EXERCISE DETAILS:
In the records below, rewrite every line in the stretch from the line containing "You are given this image. The query is: wooden bench" through the line containing "[46,452,1000,666]", shifting each bounding-box coordinate up by 23 and leaving all other text unchanged.

GIVEN INFORMATION:
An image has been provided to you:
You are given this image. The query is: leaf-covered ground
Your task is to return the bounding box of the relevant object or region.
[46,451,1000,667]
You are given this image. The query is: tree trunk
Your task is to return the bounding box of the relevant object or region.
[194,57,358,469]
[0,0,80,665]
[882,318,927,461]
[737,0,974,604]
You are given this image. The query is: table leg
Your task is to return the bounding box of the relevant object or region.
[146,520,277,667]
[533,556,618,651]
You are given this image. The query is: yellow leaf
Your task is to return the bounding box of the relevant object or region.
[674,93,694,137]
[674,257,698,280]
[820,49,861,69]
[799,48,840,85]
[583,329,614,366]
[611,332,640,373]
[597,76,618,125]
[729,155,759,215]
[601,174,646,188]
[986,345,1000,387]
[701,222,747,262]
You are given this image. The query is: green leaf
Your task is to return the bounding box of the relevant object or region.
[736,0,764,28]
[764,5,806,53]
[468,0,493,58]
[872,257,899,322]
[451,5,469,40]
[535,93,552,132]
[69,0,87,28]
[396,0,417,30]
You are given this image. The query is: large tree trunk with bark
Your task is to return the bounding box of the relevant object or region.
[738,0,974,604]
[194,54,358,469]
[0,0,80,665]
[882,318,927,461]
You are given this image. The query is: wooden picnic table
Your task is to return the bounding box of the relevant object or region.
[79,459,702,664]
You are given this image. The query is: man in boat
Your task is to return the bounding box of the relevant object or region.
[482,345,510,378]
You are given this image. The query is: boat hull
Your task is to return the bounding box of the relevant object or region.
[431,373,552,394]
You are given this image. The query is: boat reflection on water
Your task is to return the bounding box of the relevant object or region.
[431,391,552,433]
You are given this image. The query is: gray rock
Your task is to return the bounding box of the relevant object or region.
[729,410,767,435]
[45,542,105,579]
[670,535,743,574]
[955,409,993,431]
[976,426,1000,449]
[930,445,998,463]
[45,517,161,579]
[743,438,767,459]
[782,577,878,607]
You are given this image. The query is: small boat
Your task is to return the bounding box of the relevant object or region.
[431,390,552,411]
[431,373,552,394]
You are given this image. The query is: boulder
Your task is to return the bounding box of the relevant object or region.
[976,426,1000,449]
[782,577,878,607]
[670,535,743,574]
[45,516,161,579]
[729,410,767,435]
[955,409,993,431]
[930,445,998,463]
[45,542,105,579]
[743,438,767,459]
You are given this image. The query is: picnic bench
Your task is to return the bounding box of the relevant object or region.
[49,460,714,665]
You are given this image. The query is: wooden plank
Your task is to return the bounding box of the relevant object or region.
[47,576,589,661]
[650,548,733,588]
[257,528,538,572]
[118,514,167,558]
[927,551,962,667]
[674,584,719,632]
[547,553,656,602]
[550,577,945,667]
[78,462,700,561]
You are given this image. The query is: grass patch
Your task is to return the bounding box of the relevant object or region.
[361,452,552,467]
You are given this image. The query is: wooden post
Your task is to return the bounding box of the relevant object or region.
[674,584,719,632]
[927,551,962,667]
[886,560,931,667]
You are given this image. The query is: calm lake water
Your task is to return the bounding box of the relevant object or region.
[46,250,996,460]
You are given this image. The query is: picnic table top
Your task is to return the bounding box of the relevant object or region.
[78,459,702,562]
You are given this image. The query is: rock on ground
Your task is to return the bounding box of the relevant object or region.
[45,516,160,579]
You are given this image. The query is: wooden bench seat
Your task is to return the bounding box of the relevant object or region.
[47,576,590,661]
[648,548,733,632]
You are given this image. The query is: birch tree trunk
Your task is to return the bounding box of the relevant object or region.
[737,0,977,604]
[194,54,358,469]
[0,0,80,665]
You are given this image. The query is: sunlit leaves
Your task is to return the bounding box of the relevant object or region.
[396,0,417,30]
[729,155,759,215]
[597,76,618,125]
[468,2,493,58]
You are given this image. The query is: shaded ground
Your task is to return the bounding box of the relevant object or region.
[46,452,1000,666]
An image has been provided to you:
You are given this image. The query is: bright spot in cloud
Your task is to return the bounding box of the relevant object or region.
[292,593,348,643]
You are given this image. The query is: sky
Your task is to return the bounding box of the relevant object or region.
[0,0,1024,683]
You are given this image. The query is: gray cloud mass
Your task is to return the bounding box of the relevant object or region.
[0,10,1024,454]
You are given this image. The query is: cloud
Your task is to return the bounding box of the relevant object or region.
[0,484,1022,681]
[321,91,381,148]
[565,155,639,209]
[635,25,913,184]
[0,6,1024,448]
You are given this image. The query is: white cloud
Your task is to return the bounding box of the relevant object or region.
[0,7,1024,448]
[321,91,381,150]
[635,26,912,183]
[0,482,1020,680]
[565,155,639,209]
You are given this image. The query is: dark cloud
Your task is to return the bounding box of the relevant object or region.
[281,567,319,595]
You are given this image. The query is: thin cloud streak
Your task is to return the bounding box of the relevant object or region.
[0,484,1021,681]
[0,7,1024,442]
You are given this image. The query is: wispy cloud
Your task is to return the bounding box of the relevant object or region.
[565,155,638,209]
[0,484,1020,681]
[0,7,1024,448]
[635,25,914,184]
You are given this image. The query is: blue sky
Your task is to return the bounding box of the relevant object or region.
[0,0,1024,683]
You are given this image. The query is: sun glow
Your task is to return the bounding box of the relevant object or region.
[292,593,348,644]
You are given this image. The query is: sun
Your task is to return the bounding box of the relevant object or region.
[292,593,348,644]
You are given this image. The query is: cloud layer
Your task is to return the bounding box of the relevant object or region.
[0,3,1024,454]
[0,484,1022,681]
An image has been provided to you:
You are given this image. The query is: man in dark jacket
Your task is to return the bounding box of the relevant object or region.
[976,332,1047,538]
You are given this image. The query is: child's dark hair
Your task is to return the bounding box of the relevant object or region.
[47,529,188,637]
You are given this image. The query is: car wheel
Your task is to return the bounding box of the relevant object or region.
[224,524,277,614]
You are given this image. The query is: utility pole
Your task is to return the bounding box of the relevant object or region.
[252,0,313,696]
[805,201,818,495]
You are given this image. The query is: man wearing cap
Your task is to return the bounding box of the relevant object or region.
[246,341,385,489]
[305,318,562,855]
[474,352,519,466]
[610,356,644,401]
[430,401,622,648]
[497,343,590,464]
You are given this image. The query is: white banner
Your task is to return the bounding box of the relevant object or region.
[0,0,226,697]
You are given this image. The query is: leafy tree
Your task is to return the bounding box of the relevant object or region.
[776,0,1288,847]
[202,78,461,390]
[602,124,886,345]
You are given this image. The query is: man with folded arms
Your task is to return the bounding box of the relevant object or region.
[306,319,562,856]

THE RESPONSE:
You are given this image. The query is: wooden bench seat
Your task is to return the bounding box of the relevant object or region.
[70,599,613,684]
[671,571,756,655]
You are given this image. The query is: birch tree trunk
Your task is to return the bounding box of the relevant object or region.
[760,23,1000,627]
[217,77,381,492]
[23,23,103,688]
You are given this image. The query is: sunlit leaves
Your task is to return the bounding box of the relevant object or region.
[419,23,440,53]
[752,178,782,238]
[620,99,641,148]
[491,25,516,81]
You are given this image. The query is: shaded ground
Your task is to return the bounding box of the relevant object or region.
[69,475,1023,689]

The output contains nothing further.